PROVIDED DATA:
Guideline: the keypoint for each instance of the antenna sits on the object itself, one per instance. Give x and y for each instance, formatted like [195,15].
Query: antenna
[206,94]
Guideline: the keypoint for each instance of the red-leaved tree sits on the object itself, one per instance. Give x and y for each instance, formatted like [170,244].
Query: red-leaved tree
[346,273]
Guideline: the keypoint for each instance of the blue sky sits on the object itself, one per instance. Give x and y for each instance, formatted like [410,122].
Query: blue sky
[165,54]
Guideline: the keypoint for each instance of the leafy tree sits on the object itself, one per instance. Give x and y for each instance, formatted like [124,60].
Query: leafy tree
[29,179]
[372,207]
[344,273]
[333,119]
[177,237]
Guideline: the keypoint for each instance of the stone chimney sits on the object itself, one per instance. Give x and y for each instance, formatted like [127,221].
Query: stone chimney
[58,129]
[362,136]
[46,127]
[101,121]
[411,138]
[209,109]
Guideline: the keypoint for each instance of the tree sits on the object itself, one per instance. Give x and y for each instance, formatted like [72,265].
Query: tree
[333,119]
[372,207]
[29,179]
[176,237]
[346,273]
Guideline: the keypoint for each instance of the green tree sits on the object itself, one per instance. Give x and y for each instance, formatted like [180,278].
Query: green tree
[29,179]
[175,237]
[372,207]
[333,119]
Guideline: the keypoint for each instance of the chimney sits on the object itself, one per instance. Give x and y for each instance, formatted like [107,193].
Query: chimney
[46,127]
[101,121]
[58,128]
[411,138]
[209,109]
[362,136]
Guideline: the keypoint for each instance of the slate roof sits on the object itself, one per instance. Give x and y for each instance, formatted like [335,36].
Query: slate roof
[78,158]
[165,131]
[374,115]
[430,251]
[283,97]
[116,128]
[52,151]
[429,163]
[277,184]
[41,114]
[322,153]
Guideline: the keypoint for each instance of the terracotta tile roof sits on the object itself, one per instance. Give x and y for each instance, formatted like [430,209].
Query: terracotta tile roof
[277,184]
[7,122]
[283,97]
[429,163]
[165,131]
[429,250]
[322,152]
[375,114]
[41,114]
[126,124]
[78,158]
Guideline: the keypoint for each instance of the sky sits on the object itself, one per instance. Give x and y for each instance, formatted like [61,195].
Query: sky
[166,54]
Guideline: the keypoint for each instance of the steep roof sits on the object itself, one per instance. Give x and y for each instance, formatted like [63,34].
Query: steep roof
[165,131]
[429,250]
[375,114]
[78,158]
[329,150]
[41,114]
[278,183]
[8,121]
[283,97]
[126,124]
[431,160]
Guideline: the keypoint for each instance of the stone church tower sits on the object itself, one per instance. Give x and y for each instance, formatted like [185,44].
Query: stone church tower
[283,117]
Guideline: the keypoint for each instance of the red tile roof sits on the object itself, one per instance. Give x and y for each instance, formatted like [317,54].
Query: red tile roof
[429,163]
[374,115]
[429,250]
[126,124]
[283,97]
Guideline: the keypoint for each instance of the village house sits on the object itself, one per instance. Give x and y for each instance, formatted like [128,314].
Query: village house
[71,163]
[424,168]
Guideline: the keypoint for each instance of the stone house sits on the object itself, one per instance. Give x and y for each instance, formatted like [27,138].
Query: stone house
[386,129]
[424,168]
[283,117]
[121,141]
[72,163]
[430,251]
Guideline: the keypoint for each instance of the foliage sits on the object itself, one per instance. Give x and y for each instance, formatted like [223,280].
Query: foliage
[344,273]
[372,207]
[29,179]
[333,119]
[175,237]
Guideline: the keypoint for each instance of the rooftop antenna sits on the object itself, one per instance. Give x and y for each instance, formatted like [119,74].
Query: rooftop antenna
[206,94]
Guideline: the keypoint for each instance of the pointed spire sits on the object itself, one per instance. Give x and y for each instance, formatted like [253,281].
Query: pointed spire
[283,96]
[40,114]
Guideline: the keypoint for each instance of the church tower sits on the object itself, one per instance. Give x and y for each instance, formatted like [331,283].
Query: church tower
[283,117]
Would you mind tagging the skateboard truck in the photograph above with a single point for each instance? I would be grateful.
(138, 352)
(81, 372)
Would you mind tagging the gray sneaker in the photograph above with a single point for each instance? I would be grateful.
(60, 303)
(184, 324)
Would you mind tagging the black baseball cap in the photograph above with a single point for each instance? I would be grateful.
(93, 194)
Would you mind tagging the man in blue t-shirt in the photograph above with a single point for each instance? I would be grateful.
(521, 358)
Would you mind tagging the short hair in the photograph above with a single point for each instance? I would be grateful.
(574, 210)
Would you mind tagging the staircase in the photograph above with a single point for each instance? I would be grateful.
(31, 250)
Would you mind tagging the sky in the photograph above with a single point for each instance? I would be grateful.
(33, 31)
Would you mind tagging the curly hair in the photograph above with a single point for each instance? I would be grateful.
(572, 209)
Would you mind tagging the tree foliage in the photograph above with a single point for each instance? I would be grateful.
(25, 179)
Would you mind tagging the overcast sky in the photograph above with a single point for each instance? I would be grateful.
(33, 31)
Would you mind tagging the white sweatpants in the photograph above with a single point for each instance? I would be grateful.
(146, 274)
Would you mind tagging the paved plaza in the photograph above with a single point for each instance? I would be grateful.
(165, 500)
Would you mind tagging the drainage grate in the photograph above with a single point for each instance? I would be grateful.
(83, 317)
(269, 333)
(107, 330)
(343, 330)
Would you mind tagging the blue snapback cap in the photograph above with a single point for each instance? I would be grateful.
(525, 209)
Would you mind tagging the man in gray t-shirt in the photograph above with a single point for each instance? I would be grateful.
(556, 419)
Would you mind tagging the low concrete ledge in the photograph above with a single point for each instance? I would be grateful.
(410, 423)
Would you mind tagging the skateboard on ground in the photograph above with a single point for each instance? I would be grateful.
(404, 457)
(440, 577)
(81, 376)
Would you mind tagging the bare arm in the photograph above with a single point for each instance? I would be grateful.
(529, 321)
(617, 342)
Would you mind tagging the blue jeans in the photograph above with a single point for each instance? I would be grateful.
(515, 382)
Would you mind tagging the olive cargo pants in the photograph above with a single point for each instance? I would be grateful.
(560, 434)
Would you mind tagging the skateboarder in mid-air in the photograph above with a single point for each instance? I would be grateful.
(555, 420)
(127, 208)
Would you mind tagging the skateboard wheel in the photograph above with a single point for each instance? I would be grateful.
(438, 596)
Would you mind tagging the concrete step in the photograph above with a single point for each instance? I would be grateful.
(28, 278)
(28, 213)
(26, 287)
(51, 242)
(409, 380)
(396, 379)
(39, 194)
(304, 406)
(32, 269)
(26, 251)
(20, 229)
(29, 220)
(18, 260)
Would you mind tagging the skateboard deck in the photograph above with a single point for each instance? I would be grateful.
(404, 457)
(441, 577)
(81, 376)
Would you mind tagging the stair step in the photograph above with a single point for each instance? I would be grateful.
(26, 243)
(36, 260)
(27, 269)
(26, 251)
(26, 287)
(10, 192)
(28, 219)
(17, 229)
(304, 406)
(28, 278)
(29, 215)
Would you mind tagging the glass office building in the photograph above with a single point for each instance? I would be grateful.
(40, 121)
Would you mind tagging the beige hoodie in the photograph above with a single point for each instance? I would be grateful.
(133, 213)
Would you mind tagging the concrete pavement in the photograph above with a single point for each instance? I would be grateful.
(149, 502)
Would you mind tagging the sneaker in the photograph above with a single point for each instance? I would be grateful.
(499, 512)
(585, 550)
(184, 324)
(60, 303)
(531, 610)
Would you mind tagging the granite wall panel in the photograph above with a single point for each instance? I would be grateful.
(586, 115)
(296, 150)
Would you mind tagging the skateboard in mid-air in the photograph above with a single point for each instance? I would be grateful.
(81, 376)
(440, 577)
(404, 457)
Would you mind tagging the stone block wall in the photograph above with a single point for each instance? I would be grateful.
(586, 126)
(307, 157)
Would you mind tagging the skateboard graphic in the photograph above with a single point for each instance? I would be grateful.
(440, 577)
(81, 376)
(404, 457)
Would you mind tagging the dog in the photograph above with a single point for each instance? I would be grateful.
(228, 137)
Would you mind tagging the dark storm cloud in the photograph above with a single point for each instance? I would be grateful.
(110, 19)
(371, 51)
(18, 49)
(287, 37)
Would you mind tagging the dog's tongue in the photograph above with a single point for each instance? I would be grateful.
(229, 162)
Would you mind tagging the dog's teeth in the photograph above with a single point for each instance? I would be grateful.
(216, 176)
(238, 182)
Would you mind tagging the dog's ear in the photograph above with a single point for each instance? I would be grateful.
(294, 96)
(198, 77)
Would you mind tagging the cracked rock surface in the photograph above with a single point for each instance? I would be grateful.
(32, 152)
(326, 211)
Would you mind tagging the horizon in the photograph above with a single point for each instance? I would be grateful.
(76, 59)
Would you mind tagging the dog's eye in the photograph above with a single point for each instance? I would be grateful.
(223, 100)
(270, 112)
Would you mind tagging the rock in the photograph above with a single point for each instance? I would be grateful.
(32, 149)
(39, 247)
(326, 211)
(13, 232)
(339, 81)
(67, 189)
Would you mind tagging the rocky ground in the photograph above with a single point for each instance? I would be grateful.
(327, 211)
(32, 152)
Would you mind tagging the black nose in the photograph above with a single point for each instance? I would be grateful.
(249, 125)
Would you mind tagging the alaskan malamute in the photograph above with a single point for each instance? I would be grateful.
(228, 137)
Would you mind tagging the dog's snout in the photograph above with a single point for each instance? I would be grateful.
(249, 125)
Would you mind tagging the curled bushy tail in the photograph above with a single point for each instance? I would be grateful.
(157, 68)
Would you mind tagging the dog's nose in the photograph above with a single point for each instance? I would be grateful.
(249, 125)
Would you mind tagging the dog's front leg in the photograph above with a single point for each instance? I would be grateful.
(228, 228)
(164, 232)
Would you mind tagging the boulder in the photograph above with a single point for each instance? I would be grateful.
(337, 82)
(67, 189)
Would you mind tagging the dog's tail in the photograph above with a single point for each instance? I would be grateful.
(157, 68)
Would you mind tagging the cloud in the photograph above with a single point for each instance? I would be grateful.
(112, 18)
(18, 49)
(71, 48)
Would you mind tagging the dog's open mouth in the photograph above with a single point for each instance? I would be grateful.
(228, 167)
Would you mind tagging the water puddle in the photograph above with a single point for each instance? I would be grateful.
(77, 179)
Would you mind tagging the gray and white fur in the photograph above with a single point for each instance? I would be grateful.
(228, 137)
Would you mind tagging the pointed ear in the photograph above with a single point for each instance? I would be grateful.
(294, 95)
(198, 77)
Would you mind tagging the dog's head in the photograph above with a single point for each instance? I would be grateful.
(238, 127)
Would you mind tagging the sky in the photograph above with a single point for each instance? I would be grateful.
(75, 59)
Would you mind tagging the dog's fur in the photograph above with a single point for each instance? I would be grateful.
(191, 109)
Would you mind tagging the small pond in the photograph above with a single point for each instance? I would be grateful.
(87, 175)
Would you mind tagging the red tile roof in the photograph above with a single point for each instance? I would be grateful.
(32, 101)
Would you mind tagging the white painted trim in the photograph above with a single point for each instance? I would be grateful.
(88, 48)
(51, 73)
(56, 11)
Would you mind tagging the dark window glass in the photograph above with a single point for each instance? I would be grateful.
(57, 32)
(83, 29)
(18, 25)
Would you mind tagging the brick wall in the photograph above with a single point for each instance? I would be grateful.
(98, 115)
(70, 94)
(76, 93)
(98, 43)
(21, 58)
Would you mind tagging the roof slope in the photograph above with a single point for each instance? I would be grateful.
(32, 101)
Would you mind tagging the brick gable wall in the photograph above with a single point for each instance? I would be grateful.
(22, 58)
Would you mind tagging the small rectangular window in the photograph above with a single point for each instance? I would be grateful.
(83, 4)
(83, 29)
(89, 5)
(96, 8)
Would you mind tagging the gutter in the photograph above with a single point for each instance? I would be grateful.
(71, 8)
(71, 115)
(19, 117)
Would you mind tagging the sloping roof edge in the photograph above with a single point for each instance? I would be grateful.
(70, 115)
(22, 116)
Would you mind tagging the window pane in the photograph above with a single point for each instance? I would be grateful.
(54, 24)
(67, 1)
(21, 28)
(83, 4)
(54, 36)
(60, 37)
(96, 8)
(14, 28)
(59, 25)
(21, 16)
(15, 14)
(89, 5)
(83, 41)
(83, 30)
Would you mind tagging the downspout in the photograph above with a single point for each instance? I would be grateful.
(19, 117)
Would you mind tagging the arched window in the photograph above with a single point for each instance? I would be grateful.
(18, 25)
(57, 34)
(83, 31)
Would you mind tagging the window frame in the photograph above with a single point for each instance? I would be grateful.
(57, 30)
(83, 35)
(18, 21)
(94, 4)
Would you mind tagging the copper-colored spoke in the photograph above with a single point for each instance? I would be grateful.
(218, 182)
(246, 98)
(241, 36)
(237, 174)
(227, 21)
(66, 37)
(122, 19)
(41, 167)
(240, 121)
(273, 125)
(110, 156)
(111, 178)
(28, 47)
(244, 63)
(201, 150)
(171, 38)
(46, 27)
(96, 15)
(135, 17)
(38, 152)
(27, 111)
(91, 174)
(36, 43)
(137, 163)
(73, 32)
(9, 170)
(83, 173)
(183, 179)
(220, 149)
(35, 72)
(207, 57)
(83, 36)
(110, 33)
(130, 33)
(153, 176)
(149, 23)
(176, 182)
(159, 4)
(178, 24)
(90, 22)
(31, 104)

TASK INSTRUCTIONS:
Write out, word for word, all lines from the line that holds "Would you mind tagging the gutter" through the last line of the listing, with both end lines kept.

REPLY:
Would you mind tagging the gutter in the photograph above with a single point for each instance? I would be grateful.
(71, 8)
(71, 115)
(19, 117)
Would you mind tagging the sloping roof edge in the photograph above with a single point for each instance? I would be grateful.
(70, 115)
(22, 116)
Would you mind tagging the window pane in the photograph above with a single point for each instance? I would be grateful.
(54, 24)
(67, 1)
(21, 28)
(83, 4)
(54, 36)
(60, 37)
(96, 8)
(14, 28)
(59, 25)
(21, 16)
(15, 14)
(89, 5)
(83, 41)
(83, 30)
Would you mind tagging the downspout in the photograph above with a single point for each instance? I would be grateful.
(19, 117)
Would you mind tagging the arched window in the photograph above with a single point for each instance? I would be grateful.
(18, 25)
(57, 34)
(83, 31)
Would you mind tagging the window frame in the photograph above with a single point for each instance? I would be grateful.
(57, 30)
(83, 35)
(18, 21)
(94, 4)
Would you mind tagging the copper-colored spoke in the photograph above with a single point for each instance? I would be grateful.
(218, 182)
(246, 98)
(241, 36)
(237, 174)
(227, 21)
(66, 37)
(122, 19)
(41, 167)
(240, 121)
(273, 125)
(110, 156)
(111, 178)
(28, 47)
(244, 63)
(201, 150)
(171, 38)
(46, 27)
(96, 15)
(135, 17)
(38, 152)
(27, 111)
(91, 174)
(36, 43)
(137, 163)
(73, 32)
(9, 170)
(83, 173)
(183, 179)
(220, 149)
(35, 72)
(207, 57)
(83, 36)
(110, 33)
(130, 33)
(153, 176)
(149, 23)
(176, 182)
(159, 4)
(178, 24)
(90, 22)
(31, 104)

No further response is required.